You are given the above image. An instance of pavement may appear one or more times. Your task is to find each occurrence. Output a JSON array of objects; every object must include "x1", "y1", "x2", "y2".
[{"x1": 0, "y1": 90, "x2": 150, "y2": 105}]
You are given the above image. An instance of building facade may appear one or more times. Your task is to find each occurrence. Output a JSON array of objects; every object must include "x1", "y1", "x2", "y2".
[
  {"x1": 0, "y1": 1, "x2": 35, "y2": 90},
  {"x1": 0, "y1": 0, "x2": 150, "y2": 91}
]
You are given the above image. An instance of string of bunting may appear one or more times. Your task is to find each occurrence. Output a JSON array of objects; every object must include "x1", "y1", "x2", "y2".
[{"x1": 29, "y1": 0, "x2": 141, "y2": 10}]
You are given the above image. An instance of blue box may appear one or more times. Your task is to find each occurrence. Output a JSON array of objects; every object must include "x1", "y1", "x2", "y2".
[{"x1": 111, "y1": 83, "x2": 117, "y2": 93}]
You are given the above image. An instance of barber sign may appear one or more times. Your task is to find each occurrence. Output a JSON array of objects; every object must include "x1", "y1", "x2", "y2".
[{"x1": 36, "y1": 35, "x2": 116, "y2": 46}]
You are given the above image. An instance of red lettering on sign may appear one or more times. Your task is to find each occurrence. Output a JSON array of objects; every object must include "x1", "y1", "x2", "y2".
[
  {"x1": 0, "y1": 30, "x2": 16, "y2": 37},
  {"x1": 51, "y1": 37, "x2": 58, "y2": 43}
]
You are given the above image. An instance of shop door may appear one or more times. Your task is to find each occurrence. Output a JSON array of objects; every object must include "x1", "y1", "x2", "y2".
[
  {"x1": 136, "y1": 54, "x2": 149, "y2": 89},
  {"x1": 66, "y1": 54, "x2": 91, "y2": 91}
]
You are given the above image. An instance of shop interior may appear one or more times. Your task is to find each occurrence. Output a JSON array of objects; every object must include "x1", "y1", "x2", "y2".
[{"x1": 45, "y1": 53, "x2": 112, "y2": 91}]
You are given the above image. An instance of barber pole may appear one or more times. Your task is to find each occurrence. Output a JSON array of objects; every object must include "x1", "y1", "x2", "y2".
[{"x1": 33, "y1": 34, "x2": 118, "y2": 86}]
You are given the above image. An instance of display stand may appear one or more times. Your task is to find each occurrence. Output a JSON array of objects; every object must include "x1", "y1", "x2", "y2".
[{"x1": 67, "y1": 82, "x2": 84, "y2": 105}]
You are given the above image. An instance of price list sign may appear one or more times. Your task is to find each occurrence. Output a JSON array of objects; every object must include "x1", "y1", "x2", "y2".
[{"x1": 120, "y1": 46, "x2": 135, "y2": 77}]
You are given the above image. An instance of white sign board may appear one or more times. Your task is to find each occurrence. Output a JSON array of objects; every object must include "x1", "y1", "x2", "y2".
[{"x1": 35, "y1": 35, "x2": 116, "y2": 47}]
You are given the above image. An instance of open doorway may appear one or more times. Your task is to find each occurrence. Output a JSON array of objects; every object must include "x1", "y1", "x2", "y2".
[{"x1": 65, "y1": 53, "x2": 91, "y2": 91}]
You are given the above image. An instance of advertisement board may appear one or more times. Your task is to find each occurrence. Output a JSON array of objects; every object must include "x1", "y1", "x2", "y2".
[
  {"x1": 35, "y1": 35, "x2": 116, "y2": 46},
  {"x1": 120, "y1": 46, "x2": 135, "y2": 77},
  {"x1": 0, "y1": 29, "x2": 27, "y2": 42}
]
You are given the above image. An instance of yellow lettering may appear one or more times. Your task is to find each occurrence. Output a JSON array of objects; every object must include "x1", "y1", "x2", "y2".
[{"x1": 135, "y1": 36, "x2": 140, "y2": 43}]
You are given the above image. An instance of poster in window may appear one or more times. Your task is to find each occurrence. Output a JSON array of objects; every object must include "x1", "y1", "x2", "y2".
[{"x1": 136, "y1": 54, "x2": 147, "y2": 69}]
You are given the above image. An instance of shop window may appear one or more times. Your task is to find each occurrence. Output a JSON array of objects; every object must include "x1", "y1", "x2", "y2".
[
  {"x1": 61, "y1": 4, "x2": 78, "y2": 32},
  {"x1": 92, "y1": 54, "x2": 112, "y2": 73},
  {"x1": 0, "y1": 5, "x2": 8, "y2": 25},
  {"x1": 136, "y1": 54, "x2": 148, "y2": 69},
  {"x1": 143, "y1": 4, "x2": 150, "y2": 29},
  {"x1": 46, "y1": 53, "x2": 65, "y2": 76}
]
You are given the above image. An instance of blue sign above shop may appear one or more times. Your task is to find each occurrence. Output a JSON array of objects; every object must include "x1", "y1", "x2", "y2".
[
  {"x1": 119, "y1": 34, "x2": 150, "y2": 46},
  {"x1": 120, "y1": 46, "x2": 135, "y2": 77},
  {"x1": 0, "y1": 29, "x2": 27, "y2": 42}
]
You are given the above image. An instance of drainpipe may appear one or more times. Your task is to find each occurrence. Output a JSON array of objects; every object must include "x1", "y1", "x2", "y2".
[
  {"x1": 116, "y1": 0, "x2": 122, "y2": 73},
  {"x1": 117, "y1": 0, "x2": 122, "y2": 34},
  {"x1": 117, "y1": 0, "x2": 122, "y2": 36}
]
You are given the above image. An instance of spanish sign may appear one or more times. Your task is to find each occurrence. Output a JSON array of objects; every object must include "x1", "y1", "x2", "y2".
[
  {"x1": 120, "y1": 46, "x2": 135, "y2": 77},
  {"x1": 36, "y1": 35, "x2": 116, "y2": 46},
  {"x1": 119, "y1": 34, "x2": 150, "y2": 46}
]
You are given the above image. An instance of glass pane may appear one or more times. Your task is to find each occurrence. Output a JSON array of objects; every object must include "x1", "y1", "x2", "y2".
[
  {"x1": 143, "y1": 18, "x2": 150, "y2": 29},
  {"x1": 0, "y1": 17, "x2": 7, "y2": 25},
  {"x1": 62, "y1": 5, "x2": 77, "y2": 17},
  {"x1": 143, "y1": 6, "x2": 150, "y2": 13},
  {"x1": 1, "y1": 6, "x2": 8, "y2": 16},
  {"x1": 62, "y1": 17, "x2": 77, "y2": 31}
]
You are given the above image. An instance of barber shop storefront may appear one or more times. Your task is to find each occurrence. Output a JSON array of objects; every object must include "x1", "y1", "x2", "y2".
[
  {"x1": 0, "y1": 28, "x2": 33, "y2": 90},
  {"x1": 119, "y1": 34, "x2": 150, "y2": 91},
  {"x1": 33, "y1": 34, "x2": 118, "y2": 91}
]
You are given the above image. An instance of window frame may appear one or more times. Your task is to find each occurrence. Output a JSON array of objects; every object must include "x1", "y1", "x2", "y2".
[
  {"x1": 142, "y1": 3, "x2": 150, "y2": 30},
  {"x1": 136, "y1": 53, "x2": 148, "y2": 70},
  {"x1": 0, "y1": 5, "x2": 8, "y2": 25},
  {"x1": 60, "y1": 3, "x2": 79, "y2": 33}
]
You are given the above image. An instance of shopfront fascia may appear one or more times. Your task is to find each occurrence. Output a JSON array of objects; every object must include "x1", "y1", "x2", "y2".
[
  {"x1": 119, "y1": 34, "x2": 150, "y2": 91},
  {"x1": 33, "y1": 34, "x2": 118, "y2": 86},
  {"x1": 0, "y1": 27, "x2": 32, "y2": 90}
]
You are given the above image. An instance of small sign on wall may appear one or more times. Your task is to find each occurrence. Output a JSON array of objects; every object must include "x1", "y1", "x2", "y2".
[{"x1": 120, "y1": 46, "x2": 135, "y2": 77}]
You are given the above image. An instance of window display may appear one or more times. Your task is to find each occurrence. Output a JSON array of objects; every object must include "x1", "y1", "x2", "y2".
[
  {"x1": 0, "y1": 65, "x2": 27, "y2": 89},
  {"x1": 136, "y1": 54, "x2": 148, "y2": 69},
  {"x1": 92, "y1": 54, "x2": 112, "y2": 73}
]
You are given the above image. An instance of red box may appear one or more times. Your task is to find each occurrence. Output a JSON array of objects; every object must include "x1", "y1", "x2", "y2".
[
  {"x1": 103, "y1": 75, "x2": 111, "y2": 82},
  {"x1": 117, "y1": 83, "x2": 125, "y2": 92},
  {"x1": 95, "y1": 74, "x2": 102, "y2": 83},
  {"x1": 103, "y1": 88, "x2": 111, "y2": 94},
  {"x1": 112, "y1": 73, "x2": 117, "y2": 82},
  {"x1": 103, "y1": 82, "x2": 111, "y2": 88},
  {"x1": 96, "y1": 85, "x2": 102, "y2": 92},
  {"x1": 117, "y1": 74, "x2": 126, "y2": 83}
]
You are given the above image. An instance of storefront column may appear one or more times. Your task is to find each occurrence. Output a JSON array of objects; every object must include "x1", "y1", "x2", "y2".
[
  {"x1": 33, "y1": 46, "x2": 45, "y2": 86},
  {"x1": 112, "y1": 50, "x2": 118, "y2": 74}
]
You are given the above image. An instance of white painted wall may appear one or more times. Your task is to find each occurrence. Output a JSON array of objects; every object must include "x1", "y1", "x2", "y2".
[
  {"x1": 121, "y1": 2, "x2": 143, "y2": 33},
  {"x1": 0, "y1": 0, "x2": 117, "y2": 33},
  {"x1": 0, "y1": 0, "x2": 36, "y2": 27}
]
^^^^^^^^
WRITTEN INSTRUCTION:
Which lines of the records contain the word "bunting"? Pick out each such line and copy it in full.

TASK RESULT:
You are given the above image. An instance of string of bunting may appear one or more times. Your task is to find each occurrence. Output a JSON array of objects; every object must include "x1", "y1", "x2", "y2".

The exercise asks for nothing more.